- Task to carry out
Starting at the line that has "Where can you spot the sweater button" and going through the last of the entries below, update the lines by changing "dark jeans" to "blue jeans". Leave everything else as it is.

(A run of records)
--------

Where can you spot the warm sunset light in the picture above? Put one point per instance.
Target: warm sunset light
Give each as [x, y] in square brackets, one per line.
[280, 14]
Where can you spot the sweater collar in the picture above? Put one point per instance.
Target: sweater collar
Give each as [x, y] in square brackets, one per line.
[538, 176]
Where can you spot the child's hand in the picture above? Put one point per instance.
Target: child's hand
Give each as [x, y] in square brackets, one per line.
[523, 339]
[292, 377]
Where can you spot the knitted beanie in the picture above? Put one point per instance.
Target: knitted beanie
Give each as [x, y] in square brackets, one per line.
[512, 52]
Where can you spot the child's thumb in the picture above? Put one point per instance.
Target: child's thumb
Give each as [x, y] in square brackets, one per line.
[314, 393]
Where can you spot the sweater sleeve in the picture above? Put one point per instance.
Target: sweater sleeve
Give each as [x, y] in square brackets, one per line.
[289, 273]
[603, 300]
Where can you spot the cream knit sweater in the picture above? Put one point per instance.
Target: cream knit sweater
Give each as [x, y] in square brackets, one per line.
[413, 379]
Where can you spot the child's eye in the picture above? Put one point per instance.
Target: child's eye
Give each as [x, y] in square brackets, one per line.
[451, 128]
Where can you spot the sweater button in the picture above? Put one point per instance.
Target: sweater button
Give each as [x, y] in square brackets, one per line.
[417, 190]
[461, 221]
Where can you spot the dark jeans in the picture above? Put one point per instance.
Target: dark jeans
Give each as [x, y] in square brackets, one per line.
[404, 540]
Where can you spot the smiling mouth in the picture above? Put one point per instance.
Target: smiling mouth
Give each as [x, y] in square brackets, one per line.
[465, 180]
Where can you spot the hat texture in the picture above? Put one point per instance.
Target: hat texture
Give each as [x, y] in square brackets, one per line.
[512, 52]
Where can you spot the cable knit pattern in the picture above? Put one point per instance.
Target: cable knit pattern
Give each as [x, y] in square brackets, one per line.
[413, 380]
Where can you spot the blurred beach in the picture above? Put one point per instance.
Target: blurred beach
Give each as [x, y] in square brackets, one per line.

--------

- Written response
Where can you spot the sweater button in the picture above? Put one point per instance.
Target: sweater button
Give each as [x, y] in square brackets, one per line.
[417, 190]
[461, 221]
Where can you spot the blue jeans in the picture above? Put one point per instance.
Target: blue jeans
Give each as [x, y] in square brackets, one per line.
[404, 540]
Where can you spot the smiling mouth in the picture above? Put one point per instance.
Target: smiling mouth
Give each as [x, y] in square brackets, one per line.
[465, 180]
Where can you spot the hat texture in the picture above? Put one point per instance.
Target: hat texture
Give each as [x, y] in square brackets, one per line.
[512, 52]
Where can you spot the cable knit pattern in the picture above? Put one point per instance.
Target: cable knit pattern
Give each as [x, y] in square brackets, one per line.
[413, 380]
Where can you spot the blurred beach in the picture above? Put one point per instance.
Target: blurred beach
Give each as [x, y] in square brackets, one per line.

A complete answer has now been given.